===== Task material
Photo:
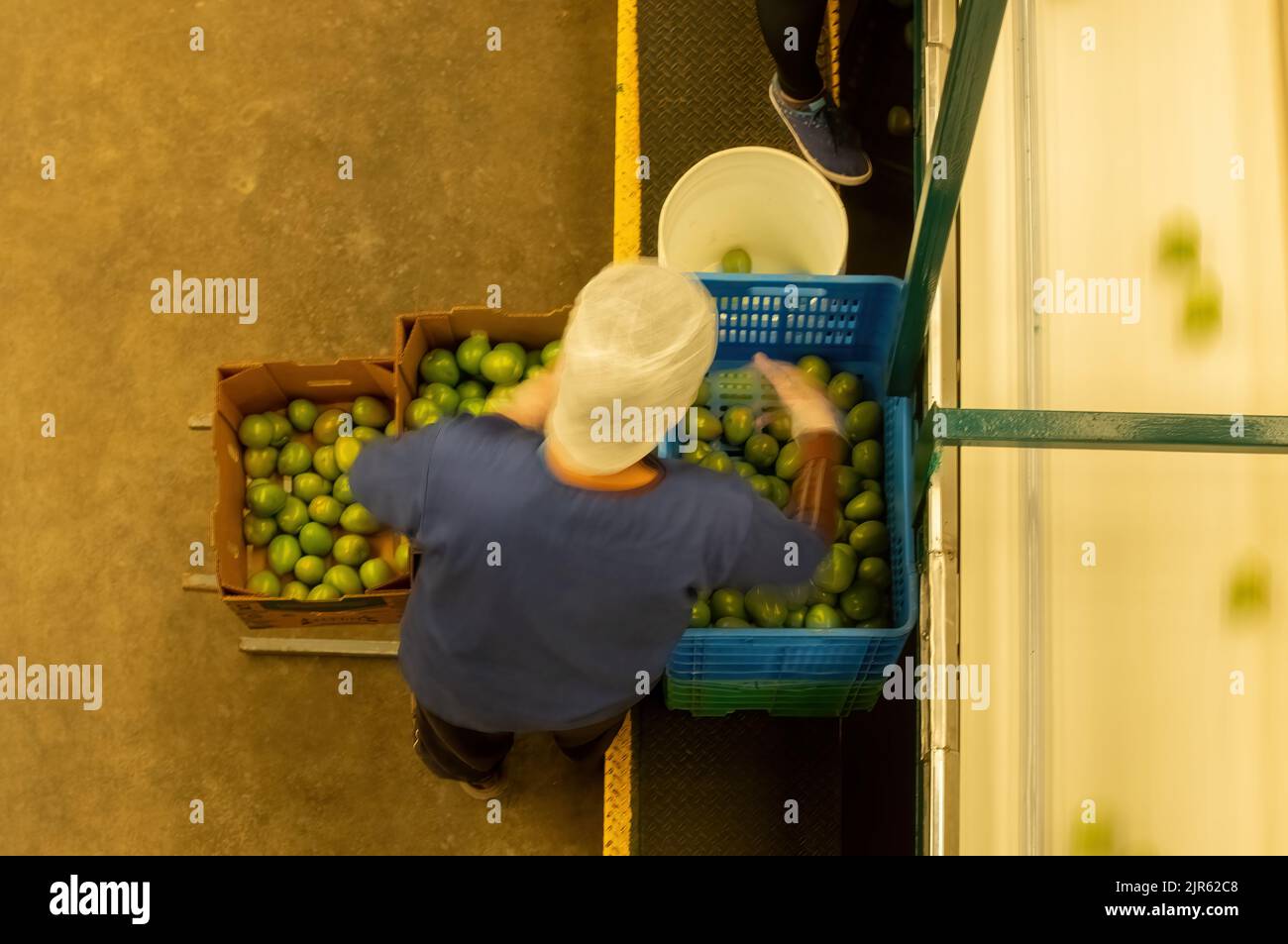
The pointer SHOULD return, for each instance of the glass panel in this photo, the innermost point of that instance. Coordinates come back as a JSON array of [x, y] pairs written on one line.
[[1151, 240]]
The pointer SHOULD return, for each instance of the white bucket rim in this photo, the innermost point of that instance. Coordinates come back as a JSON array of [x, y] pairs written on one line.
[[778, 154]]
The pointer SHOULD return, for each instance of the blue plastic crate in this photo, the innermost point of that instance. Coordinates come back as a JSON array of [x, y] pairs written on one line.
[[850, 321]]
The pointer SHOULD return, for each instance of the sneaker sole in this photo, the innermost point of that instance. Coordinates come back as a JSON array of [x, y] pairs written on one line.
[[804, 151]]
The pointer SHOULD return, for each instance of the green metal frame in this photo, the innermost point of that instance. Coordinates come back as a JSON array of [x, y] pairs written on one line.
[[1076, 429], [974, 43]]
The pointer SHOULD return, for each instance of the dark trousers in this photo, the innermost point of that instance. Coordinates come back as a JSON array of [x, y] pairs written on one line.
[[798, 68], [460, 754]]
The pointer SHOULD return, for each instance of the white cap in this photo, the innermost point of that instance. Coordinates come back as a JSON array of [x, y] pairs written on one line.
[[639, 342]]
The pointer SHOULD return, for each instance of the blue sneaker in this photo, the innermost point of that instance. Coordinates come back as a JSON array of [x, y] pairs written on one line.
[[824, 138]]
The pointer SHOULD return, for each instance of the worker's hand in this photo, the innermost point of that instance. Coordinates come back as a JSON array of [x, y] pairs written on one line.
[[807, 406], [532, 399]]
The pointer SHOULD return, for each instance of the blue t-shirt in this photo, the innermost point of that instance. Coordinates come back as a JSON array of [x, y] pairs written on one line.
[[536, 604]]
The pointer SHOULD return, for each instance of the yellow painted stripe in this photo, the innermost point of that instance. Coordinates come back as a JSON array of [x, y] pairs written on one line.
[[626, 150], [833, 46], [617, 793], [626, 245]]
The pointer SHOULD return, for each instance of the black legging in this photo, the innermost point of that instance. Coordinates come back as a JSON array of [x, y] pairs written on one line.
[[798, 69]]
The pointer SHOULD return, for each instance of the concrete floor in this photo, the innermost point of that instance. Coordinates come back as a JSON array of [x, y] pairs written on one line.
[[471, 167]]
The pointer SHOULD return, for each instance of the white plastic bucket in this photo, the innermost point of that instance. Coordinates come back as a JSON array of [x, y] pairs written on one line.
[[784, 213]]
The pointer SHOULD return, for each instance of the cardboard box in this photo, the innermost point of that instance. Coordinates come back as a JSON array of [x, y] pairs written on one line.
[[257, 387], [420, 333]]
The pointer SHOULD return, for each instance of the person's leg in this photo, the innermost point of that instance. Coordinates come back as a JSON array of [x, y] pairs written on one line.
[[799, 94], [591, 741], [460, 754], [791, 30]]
==========
From the first line above to the last, reproduce the records exactly but without the pictures.

Photo:
The pointer SHOULD return, for each instance of the glass panel in this photo, the innermost point of that instance. Coordinates come back as a JSON array of [x, y] pairs written on one line.
[[1151, 240]]
The pointer SHOULD return, for each instance of the white bucket rim in this photo, the innermost point of that instance. Coordinates come back as a JSON array of [x, y] pairs written on one line.
[[778, 154]]
The pointer SHOULD return, for each instance of the blue plastic crate in this photo, the innermost point of that instance. Coordinates come back as a JSON array of [x, y] pairs written on one line.
[[850, 321]]
The pointer SHOULD return, for each instance of the sneaker sole in this photo, the innermost point of that instance. Coordinates come back as a JSON array of [x, y] pairs written on one line.
[[804, 151]]
The pointer SHOULD return, for each instance of the green metal frame in this photo, the innermost point of that instance. Coordinates come back as a JSON array of [x, y] pairs written on one line.
[[1076, 429], [974, 43]]
The pointer SHOULD return, for each instance of the dark trousers in this photo, the innermost point of that instance. Coordinates come back as a JSON array of [x, y] pairs written on one line.
[[798, 68], [460, 754]]
The pointer SHOULD return, for each instance of the white cap in this photo, the innermost point of that instance. Coordinates come back as a JSON array of [x, y] pairs written on one line.
[[639, 342]]
The pointer SHOULD return, for each instance of the blue sneaker in this photo, the innermost point of that instance. Coordinates come back as a JSON array of [x, y] pairs written on one line.
[[824, 138]]
The pointer SHOULD return, for each instance of the worker's hand in this photo, the innermost point of that instance. Coordinates come back as a JSON array of [x, y] pairs written on one line.
[[807, 406], [532, 399]]
The pointer SHOULD return, for each instance of the blue t-shirt in this photo, the innermost point of that instance. Coordinates come back as a JSON array of [x, y] pairs written on one line.
[[536, 604]]
The pointer SHOULD return, for each instance of the yellow painted stripe in this photo, the innermost point of that instance. Coordinates come back as a JSON array of [x, y] pairs written on one line.
[[626, 150], [833, 46], [617, 793], [626, 245]]
The pointer SHOULD return, for each instance of the black legging in this photo, the innermost point of that instance. Coordinates come back as a JSON array of [x, y] pairs written on one line.
[[798, 69]]
The pointer SHOULD return, for each instance of the concrete floor in this photo, the innermost point of that instance. Coordinates come back as a JSON array of [x, y] pairs written on one line.
[[471, 167]]
The pointer SHOULD return, for each instance of the white plastic bucket in this photo, the innermost point of that instance. Coordinates come back as a JSON array of [x, y] pairs written on one line.
[[784, 213]]
The pointer SHOULD return, for each instance of the cardboard box in this photo, the innermost point of that instance. Coordinates come back as a JSON array of [x, y] pairs written on one line.
[[257, 387], [420, 333]]
The pointer SHOULD return, for each instance of the person's leg in this photo, the innermost point of that instance. Coordinates come back as a JSON array of [x, y] pairs written on one line.
[[799, 94], [591, 741], [460, 754], [791, 30]]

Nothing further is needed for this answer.